The problem —
Output every entry exactly as written.

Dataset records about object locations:
/---

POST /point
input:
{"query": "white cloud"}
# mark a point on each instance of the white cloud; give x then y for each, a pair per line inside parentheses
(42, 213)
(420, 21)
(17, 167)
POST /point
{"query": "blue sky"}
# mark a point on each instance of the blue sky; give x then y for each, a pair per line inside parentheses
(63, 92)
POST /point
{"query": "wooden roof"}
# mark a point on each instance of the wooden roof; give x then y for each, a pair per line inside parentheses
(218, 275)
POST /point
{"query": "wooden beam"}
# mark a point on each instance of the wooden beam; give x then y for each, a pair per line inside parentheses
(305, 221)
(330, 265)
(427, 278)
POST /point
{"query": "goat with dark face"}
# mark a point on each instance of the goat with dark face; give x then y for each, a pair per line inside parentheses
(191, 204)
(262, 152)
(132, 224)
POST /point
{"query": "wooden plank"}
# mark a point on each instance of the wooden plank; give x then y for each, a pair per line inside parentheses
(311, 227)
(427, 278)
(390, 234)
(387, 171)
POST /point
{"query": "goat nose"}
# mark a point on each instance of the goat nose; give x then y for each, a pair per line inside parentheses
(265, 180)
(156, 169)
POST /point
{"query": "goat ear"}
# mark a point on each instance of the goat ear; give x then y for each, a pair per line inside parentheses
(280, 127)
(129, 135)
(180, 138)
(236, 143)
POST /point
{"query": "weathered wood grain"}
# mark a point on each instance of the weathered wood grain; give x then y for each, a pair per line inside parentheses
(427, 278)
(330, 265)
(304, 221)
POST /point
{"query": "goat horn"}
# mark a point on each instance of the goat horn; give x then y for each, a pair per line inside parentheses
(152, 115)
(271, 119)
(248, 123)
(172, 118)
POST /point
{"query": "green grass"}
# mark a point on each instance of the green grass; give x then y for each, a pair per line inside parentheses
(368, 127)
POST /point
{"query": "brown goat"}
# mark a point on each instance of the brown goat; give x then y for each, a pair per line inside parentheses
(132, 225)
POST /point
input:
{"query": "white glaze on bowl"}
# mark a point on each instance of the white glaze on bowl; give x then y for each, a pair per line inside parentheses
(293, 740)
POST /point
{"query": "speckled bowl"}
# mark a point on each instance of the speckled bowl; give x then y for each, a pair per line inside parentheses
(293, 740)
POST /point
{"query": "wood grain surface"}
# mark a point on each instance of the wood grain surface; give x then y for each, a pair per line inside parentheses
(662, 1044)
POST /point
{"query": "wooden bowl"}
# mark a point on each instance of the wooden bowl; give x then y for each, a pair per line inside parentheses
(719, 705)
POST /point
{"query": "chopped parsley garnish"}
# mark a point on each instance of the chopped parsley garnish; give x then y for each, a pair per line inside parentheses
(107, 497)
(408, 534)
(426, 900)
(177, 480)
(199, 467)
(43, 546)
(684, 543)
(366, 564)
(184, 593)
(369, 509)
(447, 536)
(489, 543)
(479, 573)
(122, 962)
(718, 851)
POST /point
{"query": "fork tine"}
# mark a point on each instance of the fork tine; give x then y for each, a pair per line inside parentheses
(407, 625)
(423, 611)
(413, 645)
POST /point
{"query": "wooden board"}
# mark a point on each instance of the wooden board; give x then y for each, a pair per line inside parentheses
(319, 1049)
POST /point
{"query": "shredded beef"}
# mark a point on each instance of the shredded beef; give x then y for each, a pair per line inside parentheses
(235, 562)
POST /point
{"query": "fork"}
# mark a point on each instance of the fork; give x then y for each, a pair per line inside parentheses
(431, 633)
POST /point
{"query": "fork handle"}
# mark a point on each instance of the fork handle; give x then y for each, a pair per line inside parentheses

\---

Final answer —
POST /point
input:
{"query": "white cloud"}
# mark a point on each instance of the white cloud; give x then y for each, a pair per line inside parentheses
(42, 213)
(420, 21)
(17, 167)
POST /point
{"query": "blue sky"}
# mark a point on each instance of the blue sky; give x then y for each, a pair per line inside parentheses
(63, 92)
POST /point
{"query": "wooden roof"}
# mark a point on each instance of the wooden roof; give x then y for each, a pair per line inside parentheses
(218, 275)
POST /point
{"query": "wooden beam"}
# mark a point on each instance of the wooden beam; give x then y for each, a pair per line inside parentheses
(305, 221)
(330, 265)
(427, 278)
POST /point
{"query": "goat with dark face"}
# mark a point on each instance of the goat with dark face; give x then y for each, a pair per line inside parentheses
(191, 204)
(262, 152)
(132, 224)
POST /point
{"query": "wooden plank"}
# mark a point on each instance of the wooden plank; give x then y for each, a pair per line inside parentheses
(311, 227)
(427, 278)
(390, 234)
(387, 171)
POST /point
{"query": "goat nose"}
# mark a point on each instance of the goat nose; give x then y for each, a pair per line inside parentheses
(265, 180)
(156, 169)
POST /point
{"query": "goat ear"}
# mark a point on each instance of the goat ear; give x then y for each, a pair per line inside parentheses
(280, 127)
(129, 135)
(180, 138)
(236, 143)
POST /point
{"query": "weathered wood grain"}
# mark a point on each instance of the weathered wood grain; give x then y for each, a pair per line inside parentheses
(427, 278)
(330, 265)
(304, 221)
POST /point
{"query": "goat horn"}
# mark a point on each instance of the goat horn; give x then y for each, a pair per line inside parentheses
(152, 115)
(271, 119)
(248, 123)
(172, 118)
POST /point
{"query": "green grass"}
# mark a point on each instance of the green grass; give x then y for each, a pair per line inside parentheses
(368, 127)
POST /point
{"query": "brown goat"}
# mark a point on each instance of the brown goat; give x then y for each, a pair per line inside parentheses
(132, 225)
POST /point
input:
{"query": "white glaze on bowl"}
# mark a point on each instance of the white glaze on bowl; give x then y for each, a pair per line inside parentheses
(293, 740)
POST /point
{"query": "speckled bowl"}
# mark a point on each instance of the speckled bowl; give x then y for each, a pair per line inside parentheses
(293, 740)
POST /point
{"query": "wood grain surface"}
# mark a point on each instance of the wood grain surface; give x then y for each, a pair per line inside parentheses
(662, 1044)
POST /point
{"query": "wooden bowl"}
# mark a point on each instance of the wooden bowl; give x then y for each, a pair per line inside parentheses
(719, 705)
POST /point
{"query": "chopped parsley garnish"}
# mark a point on each instance of the chopped parsley garnish; give x then y for each, a pair per line inside parentheses
(107, 497)
(408, 534)
(426, 900)
(177, 480)
(199, 467)
(43, 546)
(684, 543)
(366, 564)
(184, 593)
(369, 509)
(447, 536)
(489, 543)
(479, 573)
(122, 962)
(718, 851)
POST /point
{"query": "fork tine"}
# mark a point on each instance of the fork tine; give x then y for each, a pair per line inside parentheses
(407, 625)
(423, 611)
(413, 645)
POST /point
{"query": "wooden board"}
# mark a point on each instance of the wooden board; give x then y for each, a pair per line inside parentheses
(319, 1049)
POST /point
{"query": "shredded beef"}
# mark a point on each instance of the shredded beef; give x then y for each, a pair per line inside parentheses
(235, 562)
POST /point
{"query": "fork"}
# mark a point on each instance of the fork; give x then y for each, a pair per line inside parentheses
(431, 633)
POST /point
{"query": "fork handle"}
# mark a point on each instance of the fork handle; give x then y for each, a pair per line inside parentheses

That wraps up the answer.